* start Passage to read *
P3D 3D impressions from SID 98 (2 of 3)

[roberts@xxxxxxxxxxxxxxxxx (John W Roberts)]

[Part 2 of 3: my opinions]

S-22.3: "Tilting Disc: A Real Scale Interface for Cyberspace"
 - The speaker described a system being developed in his laboratory for
   a VR "navigation" system in which the user wears a stereo head mounted
   display, and moves through a virtual space by standing on a disk which
   is actually tilted by the motion of the user, the direction of "motion"
   matching the direction of the tilt. The user interacts with objects
   in the virtual environment, and with other users, represented as icons
   "avatars". The navigation system is patterned after Japanese (legends?)
   of a character who could move through the air.

S-32.1: "A Display System with 2D/3D Compatibility" (Sanyo)
* end Passage to read *
* start Information provided *
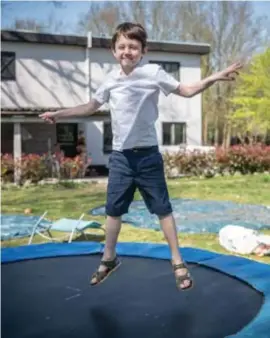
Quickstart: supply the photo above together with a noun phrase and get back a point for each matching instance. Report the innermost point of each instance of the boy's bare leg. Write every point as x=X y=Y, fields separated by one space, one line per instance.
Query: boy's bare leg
x=113 y=227
x=170 y=233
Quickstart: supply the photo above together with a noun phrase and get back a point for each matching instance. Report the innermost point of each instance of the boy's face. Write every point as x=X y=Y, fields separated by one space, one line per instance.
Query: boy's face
x=128 y=52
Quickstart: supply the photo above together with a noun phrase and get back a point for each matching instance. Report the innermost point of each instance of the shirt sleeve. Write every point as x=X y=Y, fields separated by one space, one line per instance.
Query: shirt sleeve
x=102 y=94
x=166 y=82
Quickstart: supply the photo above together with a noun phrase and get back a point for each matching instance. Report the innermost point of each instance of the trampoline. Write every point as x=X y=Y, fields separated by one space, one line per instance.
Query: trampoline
x=46 y=293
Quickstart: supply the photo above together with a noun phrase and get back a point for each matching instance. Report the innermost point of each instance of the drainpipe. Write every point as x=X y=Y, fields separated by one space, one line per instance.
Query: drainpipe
x=88 y=87
x=17 y=151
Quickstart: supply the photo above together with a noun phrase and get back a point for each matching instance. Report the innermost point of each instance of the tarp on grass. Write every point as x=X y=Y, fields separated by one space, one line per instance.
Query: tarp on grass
x=196 y=216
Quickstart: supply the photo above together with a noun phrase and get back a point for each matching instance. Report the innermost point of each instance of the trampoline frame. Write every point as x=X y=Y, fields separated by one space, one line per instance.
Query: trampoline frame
x=256 y=274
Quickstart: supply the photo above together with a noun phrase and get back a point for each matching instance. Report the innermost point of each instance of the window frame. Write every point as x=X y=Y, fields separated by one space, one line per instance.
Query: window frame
x=162 y=63
x=107 y=149
x=173 y=132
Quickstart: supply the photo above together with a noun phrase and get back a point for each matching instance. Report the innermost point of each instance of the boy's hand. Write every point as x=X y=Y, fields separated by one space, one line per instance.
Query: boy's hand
x=48 y=116
x=228 y=74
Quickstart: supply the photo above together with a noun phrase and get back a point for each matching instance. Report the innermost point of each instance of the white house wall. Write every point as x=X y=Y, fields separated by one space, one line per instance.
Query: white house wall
x=57 y=76
x=46 y=76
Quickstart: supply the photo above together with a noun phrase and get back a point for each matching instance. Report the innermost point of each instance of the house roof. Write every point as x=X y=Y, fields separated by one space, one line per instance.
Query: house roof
x=101 y=42
x=34 y=111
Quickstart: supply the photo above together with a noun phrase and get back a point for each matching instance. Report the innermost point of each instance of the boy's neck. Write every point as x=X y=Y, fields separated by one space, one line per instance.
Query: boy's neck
x=128 y=70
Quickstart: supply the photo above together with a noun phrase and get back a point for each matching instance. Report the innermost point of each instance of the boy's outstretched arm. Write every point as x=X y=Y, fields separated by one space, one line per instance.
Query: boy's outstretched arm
x=189 y=90
x=81 y=110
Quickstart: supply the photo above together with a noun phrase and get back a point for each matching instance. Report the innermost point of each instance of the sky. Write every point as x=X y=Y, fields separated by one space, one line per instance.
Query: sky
x=70 y=11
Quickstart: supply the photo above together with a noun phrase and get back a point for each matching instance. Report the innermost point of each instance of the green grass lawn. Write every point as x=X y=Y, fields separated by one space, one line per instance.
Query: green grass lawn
x=70 y=200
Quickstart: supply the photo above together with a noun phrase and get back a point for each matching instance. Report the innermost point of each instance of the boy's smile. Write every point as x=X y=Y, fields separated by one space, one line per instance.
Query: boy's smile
x=128 y=52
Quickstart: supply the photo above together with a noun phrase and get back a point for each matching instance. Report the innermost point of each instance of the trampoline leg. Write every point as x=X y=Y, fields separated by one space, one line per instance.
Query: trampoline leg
x=73 y=230
x=35 y=228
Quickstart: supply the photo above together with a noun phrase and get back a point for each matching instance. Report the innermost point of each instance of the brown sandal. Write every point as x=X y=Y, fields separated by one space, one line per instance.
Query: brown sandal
x=185 y=277
x=101 y=276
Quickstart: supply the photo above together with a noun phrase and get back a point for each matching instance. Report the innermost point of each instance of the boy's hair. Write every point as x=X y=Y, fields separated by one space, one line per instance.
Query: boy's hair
x=130 y=30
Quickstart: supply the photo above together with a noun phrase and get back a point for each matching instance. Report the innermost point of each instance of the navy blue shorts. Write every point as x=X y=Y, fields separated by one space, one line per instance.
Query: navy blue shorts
x=137 y=168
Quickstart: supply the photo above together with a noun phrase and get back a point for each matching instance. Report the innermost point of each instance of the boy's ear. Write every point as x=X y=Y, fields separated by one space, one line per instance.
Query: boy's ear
x=145 y=50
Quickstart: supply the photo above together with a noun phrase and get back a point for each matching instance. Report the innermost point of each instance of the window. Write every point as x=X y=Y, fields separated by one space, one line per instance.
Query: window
x=172 y=68
x=66 y=137
x=174 y=133
x=107 y=137
x=8 y=66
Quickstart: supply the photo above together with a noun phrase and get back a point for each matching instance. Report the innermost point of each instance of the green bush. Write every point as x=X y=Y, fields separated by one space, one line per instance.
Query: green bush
x=35 y=168
x=247 y=159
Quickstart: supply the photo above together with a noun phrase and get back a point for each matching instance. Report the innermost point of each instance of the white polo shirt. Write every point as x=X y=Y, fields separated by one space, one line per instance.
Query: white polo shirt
x=133 y=101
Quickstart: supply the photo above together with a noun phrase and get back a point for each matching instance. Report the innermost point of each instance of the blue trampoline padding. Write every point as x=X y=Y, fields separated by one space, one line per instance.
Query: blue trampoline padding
x=254 y=273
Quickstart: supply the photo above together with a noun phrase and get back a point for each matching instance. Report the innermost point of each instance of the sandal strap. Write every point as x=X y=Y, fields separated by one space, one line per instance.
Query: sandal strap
x=179 y=266
x=110 y=264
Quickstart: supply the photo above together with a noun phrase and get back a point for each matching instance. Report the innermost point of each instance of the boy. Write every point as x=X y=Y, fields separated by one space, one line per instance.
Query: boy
x=135 y=162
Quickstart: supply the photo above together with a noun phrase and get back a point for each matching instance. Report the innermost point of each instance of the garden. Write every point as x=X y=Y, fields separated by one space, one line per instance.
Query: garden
x=239 y=174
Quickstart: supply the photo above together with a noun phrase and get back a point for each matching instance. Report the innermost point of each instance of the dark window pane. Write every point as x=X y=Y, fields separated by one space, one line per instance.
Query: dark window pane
x=8 y=66
x=107 y=137
x=166 y=131
x=180 y=133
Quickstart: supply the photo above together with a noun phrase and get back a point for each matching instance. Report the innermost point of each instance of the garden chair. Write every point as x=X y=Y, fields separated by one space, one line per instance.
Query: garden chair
x=67 y=225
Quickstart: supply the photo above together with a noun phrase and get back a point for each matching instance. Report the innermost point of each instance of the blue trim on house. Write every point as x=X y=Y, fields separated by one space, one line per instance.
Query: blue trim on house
x=254 y=273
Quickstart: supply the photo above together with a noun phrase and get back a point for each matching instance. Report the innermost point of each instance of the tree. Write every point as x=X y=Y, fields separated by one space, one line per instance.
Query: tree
x=252 y=97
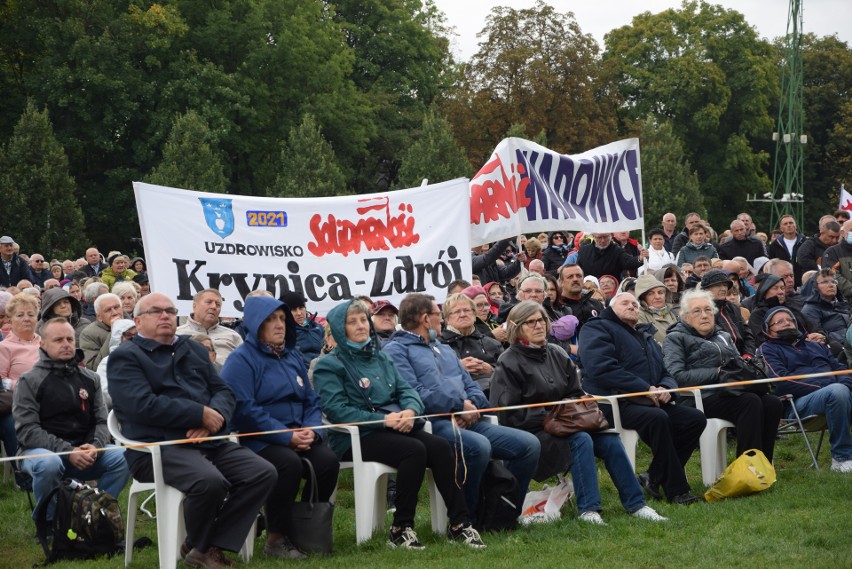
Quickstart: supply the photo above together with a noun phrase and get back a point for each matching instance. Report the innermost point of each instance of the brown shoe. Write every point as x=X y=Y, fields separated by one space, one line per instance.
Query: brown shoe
x=216 y=553
x=195 y=558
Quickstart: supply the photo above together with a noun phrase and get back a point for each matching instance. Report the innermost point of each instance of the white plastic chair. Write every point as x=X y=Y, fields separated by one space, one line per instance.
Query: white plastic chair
x=629 y=437
x=371 y=482
x=713 y=444
x=171 y=531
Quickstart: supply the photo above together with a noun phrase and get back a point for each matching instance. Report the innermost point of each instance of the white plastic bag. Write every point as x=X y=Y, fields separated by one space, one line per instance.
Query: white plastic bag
x=545 y=505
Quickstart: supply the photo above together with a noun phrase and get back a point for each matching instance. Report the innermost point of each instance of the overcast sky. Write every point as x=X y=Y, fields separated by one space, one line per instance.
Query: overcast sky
x=597 y=17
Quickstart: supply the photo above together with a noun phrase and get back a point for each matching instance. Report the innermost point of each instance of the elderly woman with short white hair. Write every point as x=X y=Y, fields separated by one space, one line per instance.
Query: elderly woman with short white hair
x=697 y=352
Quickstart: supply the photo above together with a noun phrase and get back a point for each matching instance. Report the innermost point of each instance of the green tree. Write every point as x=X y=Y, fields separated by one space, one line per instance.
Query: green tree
x=433 y=155
x=519 y=130
x=191 y=159
x=534 y=65
x=307 y=166
x=703 y=68
x=668 y=181
x=827 y=70
x=40 y=207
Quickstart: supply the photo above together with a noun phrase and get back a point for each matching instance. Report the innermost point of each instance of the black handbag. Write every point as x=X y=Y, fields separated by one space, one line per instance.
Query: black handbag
x=313 y=521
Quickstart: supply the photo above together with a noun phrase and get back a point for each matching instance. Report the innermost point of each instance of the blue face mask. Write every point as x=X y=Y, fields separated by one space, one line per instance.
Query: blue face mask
x=357 y=345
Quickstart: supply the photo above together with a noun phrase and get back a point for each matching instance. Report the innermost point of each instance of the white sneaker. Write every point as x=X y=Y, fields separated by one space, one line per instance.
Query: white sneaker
x=592 y=518
x=648 y=513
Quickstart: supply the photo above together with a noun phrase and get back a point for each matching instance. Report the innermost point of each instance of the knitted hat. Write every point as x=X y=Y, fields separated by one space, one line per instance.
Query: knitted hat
x=714 y=277
x=293 y=300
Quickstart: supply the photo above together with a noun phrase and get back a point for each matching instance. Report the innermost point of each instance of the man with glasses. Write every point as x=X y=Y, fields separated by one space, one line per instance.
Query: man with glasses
x=839 y=258
x=787 y=352
x=94 y=339
x=618 y=358
x=13 y=269
x=827 y=309
x=39 y=269
x=605 y=257
x=434 y=370
x=164 y=388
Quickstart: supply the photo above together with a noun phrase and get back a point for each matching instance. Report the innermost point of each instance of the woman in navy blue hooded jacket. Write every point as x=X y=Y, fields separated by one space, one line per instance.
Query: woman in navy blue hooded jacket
x=271 y=385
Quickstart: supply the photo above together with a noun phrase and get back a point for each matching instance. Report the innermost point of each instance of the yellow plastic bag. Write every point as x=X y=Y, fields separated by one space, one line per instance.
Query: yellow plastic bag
x=748 y=474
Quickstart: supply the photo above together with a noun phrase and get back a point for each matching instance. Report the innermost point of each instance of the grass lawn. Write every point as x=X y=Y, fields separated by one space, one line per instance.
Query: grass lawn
x=803 y=521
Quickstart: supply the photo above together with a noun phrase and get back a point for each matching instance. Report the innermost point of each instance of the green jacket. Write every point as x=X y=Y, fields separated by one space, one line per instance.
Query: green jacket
x=351 y=382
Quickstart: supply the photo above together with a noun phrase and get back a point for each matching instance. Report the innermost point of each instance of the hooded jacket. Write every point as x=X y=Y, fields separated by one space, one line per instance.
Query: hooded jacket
x=831 y=316
x=618 y=359
x=272 y=392
x=434 y=370
x=58 y=406
x=611 y=260
x=49 y=300
x=477 y=345
x=354 y=382
x=695 y=360
x=799 y=358
x=159 y=391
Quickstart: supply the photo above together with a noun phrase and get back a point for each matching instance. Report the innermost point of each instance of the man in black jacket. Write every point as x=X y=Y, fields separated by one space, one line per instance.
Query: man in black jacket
x=13 y=269
x=485 y=264
x=59 y=407
x=164 y=388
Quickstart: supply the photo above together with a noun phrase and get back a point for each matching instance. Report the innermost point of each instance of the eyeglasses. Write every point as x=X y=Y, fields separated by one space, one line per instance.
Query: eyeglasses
x=157 y=311
x=700 y=311
x=461 y=312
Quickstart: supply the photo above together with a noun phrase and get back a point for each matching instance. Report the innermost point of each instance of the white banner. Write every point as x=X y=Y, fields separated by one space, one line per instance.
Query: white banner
x=329 y=249
x=526 y=188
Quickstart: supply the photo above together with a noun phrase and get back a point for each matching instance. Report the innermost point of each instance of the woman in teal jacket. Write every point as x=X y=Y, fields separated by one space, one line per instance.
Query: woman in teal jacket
x=358 y=383
x=273 y=393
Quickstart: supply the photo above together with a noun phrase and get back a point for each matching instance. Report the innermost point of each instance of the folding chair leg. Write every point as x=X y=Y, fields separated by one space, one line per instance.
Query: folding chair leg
x=805 y=435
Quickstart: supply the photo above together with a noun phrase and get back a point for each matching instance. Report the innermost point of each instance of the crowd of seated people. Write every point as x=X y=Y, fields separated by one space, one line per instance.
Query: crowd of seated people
x=566 y=315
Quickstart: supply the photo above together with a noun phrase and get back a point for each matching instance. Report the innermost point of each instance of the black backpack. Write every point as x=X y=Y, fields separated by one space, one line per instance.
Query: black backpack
x=498 y=499
x=87 y=523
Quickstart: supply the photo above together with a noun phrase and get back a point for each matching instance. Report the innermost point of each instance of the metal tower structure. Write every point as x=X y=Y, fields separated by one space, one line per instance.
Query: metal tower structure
x=787 y=180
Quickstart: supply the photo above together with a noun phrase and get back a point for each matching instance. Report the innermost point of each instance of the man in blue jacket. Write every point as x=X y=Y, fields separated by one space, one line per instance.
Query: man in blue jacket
x=619 y=357
x=434 y=370
x=165 y=388
x=787 y=352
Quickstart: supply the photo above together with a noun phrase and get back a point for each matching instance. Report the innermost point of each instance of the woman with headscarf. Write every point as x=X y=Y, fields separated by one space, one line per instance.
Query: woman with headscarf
x=358 y=383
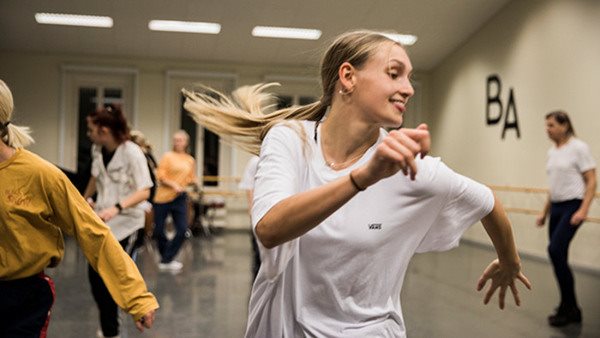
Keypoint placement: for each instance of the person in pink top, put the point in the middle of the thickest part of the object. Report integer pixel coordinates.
(175, 171)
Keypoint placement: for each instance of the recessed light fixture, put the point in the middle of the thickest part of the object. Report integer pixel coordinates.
(184, 26)
(286, 33)
(404, 39)
(74, 20)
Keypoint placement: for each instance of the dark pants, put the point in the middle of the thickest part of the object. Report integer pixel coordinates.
(25, 306)
(108, 309)
(561, 234)
(256, 256)
(178, 209)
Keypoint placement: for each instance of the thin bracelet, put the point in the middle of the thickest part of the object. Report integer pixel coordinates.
(358, 187)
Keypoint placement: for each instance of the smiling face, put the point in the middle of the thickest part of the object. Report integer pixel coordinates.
(382, 87)
(95, 132)
(180, 142)
(556, 131)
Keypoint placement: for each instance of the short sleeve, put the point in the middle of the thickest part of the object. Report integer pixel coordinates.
(278, 177)
(585, 160)
(467, 202)
(139, 168)
(279, 170)
(247, 182)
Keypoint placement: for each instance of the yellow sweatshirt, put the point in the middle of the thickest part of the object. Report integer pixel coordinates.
(37, 204)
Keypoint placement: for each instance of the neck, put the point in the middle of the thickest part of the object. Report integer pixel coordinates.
* end Information provided *
Translate this sentence from the SID 98 impressions into Spanish: "The user interacts with objects in the virtual environment, and with other users, represented as icons "avatars"."

**Written reply**
El usuario interactúa con objetos en el entorno virtual y con otros usuarios, representados como iconos "avatares".